(Rows from a dataset)
================================

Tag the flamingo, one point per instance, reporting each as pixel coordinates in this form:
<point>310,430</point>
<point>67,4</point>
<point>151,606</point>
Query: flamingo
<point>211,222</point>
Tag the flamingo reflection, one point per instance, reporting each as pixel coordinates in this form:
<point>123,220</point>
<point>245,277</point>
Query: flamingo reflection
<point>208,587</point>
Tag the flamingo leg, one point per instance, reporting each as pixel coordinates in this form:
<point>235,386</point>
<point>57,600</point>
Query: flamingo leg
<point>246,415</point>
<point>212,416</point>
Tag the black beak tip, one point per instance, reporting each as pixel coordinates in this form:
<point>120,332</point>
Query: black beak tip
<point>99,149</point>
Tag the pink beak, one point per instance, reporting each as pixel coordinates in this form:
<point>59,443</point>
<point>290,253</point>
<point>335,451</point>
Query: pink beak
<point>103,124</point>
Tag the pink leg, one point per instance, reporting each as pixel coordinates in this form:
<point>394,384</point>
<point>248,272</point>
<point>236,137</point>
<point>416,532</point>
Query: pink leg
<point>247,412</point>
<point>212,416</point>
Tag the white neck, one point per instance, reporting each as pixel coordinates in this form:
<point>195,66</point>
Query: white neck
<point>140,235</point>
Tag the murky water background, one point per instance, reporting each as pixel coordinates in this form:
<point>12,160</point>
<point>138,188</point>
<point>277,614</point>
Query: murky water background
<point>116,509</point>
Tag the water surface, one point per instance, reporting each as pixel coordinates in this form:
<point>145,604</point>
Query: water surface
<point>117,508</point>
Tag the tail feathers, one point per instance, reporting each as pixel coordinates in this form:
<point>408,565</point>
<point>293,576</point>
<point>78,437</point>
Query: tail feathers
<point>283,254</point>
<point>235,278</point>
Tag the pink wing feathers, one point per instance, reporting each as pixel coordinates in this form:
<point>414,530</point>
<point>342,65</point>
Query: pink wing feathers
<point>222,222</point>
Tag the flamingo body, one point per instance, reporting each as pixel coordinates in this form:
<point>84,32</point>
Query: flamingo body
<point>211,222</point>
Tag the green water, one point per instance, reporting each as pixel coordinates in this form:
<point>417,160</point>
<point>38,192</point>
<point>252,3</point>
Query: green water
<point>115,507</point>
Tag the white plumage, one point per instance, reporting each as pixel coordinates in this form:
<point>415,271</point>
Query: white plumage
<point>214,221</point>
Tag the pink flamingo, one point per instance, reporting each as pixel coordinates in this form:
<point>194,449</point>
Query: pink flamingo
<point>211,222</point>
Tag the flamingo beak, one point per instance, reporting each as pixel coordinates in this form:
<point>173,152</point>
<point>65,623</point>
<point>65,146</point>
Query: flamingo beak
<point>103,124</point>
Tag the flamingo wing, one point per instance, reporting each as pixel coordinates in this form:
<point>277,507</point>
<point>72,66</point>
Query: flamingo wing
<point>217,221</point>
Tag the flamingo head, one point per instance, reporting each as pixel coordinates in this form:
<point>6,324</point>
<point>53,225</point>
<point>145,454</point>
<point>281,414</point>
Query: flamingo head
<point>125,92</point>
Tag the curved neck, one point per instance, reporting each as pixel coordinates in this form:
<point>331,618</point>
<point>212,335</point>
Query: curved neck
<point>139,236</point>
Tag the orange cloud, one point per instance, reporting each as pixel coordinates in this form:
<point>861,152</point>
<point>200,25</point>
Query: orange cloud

================================

Exercise objective ::
Rewrite all of the material above with "pixel coordinates" changed to "image coordinates" at every occurrence, leaving everything else untouched.

The reply ::
Tag the flamingo, one point per instance, reporting each as image coordinates in this form:
<point>310,430</point>
<point>67,4</point>
<point>151,606</point>
Query: flamingo
<point>211,222</point>
Tag the flamingo reflection, one point per instance, reporting each as image coordinates in this form:
<point>123,220</point>
<point>245,277</point>
Query: flamingo reflection
<point>208,587</point>
Tag the flamingo leg, one point per instance, reporting each as image coordinates in this form:
<point>235,386</point>
<point>57,600</point>
Query: flamingo leg
<point>246,415</point>
<point>212,416</point>
Tag the black beak tip, one point per instance, reporting each as image coordinates in this form:
<point>120,332</point>
Query: black beak tip
<point>99,149</point>
Tag the pink beak, one point per instance, reporting each as image coordinates in this form:
<point>59,443</point>
<point>290,253</point>
<point>335,451</point>
Query: pink beak
<point>103,124</point>
Tag the pink leg, one point per instance, reporting each as image coordinates in this form:
<point>394,384</point>
<point>248,272</point>
<point>236,137</point>
<point>416,532</point>
Query: pink leg
<point>247,412</point>
<point>212,416</point>
Tag the white neck, one point per instance, reporting each as image coordinates in this form:
<point>195,66</point>
Query: white neck
<point>140,235</point>
Tag the murky water background, one point per instance, reporting each as image coordinates in this form:
<point>12,160</point>
<point>138,188</point>
<point>277,614</point>
Query: murky water background
<point>116,509</point>
Tag the water surface, one point per instance, reporting each as image coordinates in this form:
<point>145,604</point>
Query: water surface
<point>117,508</point>
Tag the tail feathers, one point per instance, reporting each as image coordinates in this form:
<point>408,565</point>
<point>293,576</point>
<point>78,437</point>
Query: tail feathers
<point>283,254</point>
<point>235,278</point>
Tag the pink wing feathers, one point per instance, reporting each as image coordinates in this form:
<point>414,530</point>
<point>342,65</point>
Query: pink wing feathers
<point>222,222</point>
Tag the flamingo body, one point per instance, reporting each as image coordinates in this form:
<point>84,32</point>
Query: flamingo body
<point>211,222</point>
Tag the green water, one point per instance, reporting each as image coordinates in this form:
<point>417,160</point>
<point>38,192</point>
<point>252,3</point>
Query: green water
<point>115,507</point>
Tag the white plumage, one point per instance, reporting each as image coordinates in this form:
<point>415,271</point>
Query: white plumage
<point>214,221</point>
Tag the pink flamingo, one point per instance, reporting each as image coordinates in this form:
<point>194,449</point>
Query: pink flamingo
<point>211,222</point>
Tag the flamingo beak, one point per instance, reporting each as image coordinates in this form:
<point>173,152</point>
<point>65,623</point>
<point>65,146</point>
Query: flamingo beak
<point>103,124</point>
Tag the flamingo wing, one point per instance, reporting each as image coordinates in this form:
<point>277,507</point>
<point>72,66</point>
Query: flamingo wing
<point>217,221</point>
Tag the flamingo head, one point per instance, reporting each as image coordinates in this form:
<point>6,324</point>
<point>53,225</point>
<point>145,454</point>
<point>281,414</point>
Query: flamingo head
<point>125,92</point>
Tag the curved neck, one point per instance, reporting each as image coordinates in this form:
<point>331,618</point>
<point>212,335</point>
Query: curved neck
<point>139,236</point>
Tag the orange cloud, one point per instance, reporting each as image coordinates in this form:
<point>861,152</point>
<point>200,25</point>
Query: orange cloud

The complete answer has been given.